- [Directions for this task] Can the data below be echoed back word for word?

- [Record list]
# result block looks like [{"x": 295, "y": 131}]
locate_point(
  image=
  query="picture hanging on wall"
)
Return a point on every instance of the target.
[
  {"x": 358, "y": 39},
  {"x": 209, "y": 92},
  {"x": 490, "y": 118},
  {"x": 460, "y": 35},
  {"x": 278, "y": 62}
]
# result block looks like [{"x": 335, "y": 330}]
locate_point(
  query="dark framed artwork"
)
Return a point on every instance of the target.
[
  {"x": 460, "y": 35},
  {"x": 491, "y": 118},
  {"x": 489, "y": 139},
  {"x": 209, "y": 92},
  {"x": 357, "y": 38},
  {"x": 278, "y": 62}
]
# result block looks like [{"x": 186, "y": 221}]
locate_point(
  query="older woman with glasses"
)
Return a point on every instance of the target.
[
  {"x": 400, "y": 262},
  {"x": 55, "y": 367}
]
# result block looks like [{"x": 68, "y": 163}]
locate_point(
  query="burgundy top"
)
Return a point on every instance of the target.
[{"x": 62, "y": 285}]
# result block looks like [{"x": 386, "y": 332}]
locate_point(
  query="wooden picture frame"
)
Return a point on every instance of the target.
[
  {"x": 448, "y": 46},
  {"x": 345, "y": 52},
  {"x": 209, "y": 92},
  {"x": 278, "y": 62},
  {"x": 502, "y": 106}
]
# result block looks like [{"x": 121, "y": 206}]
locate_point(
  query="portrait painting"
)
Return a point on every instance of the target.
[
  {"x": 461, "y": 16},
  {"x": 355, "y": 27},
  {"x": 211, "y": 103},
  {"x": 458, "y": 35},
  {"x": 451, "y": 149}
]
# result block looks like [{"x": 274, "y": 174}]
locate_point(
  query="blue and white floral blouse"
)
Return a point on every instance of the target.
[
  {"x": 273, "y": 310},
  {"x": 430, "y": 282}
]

- [The output]
# result block looks like [{"x": 295, "y": 131}]
locate_point(
  image=
  query="picture hanging on wall"
)
Return a point on every instance of the target.
[
  {"x": 358, "y": 39},
  {"x": 209, "y": 92},
  {"x": 490, "y": 118},
  {"x": 460, "y": 35},
  {"x": 278, "y": 62}
]
# result block looks like [{"x": 335, "y": 330}]
locate_point(
  query="dark framed artwork"
)
Return a point on every instance of the target.
[
  {"x": 460, "y": 35},
  {"x": 491, "y": 118},
  {"x": 489, "y": 139},
  {"x": 209, "y": 92},
  {"x": 357, "y": 38},
  {"x": 278, "y": 62}
]
# result block looks like [{"x": 186, "y": 221}]
locate_point(
  query="older woman with glasses"
)
Return a point on every instance of the target.
[
  {"x": 400, "y": 262},
  {"x": 55, "y": 367}
]
# result block looks like [{"x": 68, "y": 163}]
locate_point(
  query="burgundy top"
)
Return a point on every instance of the target.
[{"x": 62, "y": 285}]
# result block looks like [{"x": 386, "y": 332}]
locate_point(
  query="wooden picture frame"
)
Return a point on every instance of the target.
[
  {"x": 448, "y": 46},
  {"x": 345, "y": 52},
  {"x": 209, "y": 92},
  {"x": 278, "y": 62},
  {"x": 502, "y": 106}
]
# result block looks like [{"x": 121, "y": 206}]
locate_point(
  query="portrait painting"
)
Return a point on every instance of the target.
[
  {"x": 461, "y": 16},
  {"x": 355, "y": 27},
  {"x": 211, "y": 103},
  {"x": 458, "y": 35},
  {"x": 451, "y": 149}
]
# result block looks like [{"x": 274, "y": 174}]
locate_point(
  query="blue and white floral blouse"
)
Return a point on every instance of the target.
[
  {"x": 273, "y": 310},
  {"x": 430, "y": 282}
]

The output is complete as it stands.